**SELECTED EXCERPT**.
New Opioid PSAs

Local professionals say new national campaign to curb use of opioid won’t work

By Deborah Jeanne Sergeant

Lorenzo
Lorenzo

Remember the public service announcements (PSAs) from the Partnership for a Drug-Free America in the 1980s depicting an egg in a hot pan to show “your brain on drugs” as it fried?

New PSAs released by Office of National Drug Control Policy (ONDCP) to address the opioid crisis, the Truth Initiative and the Ad Council, also discuss drug abuse in a dramatic fashion. Based on true stories, they show people purposefully hurting themselves to obtain more prescription pain medication. For example, it shows people smashing their hand with a hammer or driving a car into a dumpster.

Though the spots warn “opioid addiction can happen after just five days,” area experts contest the effectiveness of the new PSAs, which debuted on TV and social media in June.

“If we look at addiction for what it is, which is a disease, then putting out this type of PSA is also criminalizing and blaming those that do struggle with addition and maybe are doing the hard work of battling and addiction,” said Niccole R. Lorenzo, mental health counselor and owner of Branches of Growth, LLC in North Syracuse. “It creates more separation.”

While she does think that the new PSAs raise awareness, she believes that the message they contain doesn’t clearly connect the dots between how some people start taking opioids, as prescription medication after surgery, which eventually leads to medicating for feelings of depression and hopelessness.

She wants more attention on different options for pain management. Patients have the right to ask for other, non-addictive means to manage pain than opioid medication when they’re injured or about to undergo surgery.

“Medication can be a crutch to get you thru the pain, but it became an epidemic where people become addicted to it,” Lorenzo said.

**SUPPLIED ENTRIES**.

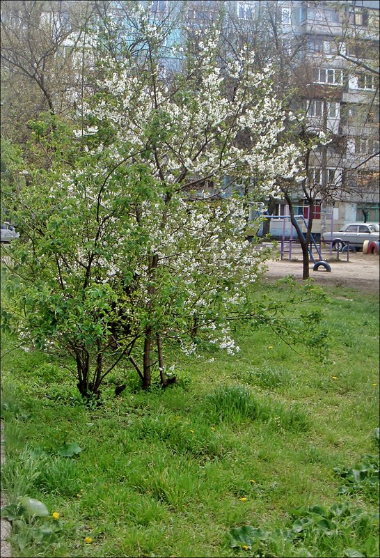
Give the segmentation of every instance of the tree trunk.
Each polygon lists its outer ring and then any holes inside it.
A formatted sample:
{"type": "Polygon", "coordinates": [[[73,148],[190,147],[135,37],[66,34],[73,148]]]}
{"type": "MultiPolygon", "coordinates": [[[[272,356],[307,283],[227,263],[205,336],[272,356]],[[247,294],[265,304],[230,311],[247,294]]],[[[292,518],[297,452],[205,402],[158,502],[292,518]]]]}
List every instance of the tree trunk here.
{"type": "MultiPolygon", "coordinates": [[[[302,279],[305,281],[306,279],[308,279],[310,277],[309,272],[309,251],[308,249],[308,242],[310,240],[310,233],[311,231],[311,223],[312,219],[309,222],[309,226],[308,227],[308,232],[306,233],[306,236],[303,235],[303,233],[302,232],[301,227],[299,226],[295,215],[294,215],[294,209],[293,207],[293,202],[292,199],[287,194],[284,194],[284,197],[286,199],[287,205],[289,206],[289,210],[290,211],[290,220],[292,222],[292,224],[296,229],[298,239],[299,240],[299,243],[301,244],[301,247],[302,249],[302,261],[303,261],[303,268],[302,268],[302,279]]],[[[311,208],[311,210],[313,210],[313,208],[311,208]]]]}
{"type": "MultiPolygon", "coordinates": [[[[268,208],[267,212],[269,215],[273,215],[274,210],[276,208],[276,199],[274,198],[272,196],[269,198],[269,201],[268,203],[268,208]]],[[[271,219],[266,219],[265,221],[262,223],[262,236],[267,236],[271,232],[271,219]]]]}
{"type": "Polygon", "coordinates": [[[147,389],[152,383],[152,376],[150,372],[150,346],[152,345],[151,334],[152,329],[150,327],[147,327],[145,330],[144,339],[143,389],[147,389]]]}
{"type": "Polygon", "coordinates": [[[302,248],[302,279],[305,281],[306,279],[308,279],[310,277],[310,260],[308,242],[301,242],[301,246],[302,248]]]}
{"type": "Polygon", "coordinates": [[[162,387],[166,387],[168,385],[168,380],[165,375],[165,371],[164,369],[164,357],[162,356],[162,343],[159,334],[156,334],[156,341],[157,343],[157,353],[159,357],[159,377],[161,379],[161,385],[162,387]]]}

**PROBLEM DESCRIPTION**.
Translate this sentence from the article on the new opioid PSAs into Spanish: "Based on true stories, they show people purposefully hurting themselves to obtain more prescription pain medication."

**FINISHED EXERCISE**.
Basados en historias reales, muestran a personas que se hacen daño a propósito para conseguir más analgésicos recetados.